[Annotated coordinate records]
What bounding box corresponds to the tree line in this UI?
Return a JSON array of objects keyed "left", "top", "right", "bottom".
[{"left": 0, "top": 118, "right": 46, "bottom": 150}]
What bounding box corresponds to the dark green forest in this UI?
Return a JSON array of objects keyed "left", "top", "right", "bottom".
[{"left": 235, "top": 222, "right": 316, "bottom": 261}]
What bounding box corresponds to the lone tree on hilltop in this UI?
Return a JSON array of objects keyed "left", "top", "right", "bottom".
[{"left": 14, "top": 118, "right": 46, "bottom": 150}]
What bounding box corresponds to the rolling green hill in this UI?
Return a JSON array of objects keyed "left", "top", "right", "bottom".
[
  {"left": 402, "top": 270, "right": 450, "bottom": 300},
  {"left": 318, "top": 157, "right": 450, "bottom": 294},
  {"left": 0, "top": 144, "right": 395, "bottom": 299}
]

**What to produce:** Reproduce the records above line for line, without any alterations.

**Result:**
What bounding box corresponds to the tree line in this UI?
Return a JSON array of objects keyed "left", "top", "right", "bottom".
[{"left": 0, "top": 118, "right": 46, "bottom": 150}]
What bounding box corresponds to the dark green forest in this UI?
Return a JSON array of objects keyed "left", "top", "right", "bottom".
[{"left": 235, "top": 222, "right": 316, "bottom": 261}]
What bounding box corresponds to the lone tree on hilltop in this UI?
Return a JSON array of objects keyed "left", "top", "right", "bottom".
[{"left": 14, "top": 118, "right": 46, "bottom": 150}]
What bounding box corresponds to the rolling green hill in this UI?
Return a JSON array of objects keyed "left", "top", "right", "bottom".
[
  {"left": 402, "top": 270, "right": 450, "bottom": 300},
  {"left": 318, "top": 157, "right": 450, "bottom": 294},
  {"left": 0, "top": 144, "right": 395, "bottom": 299}
]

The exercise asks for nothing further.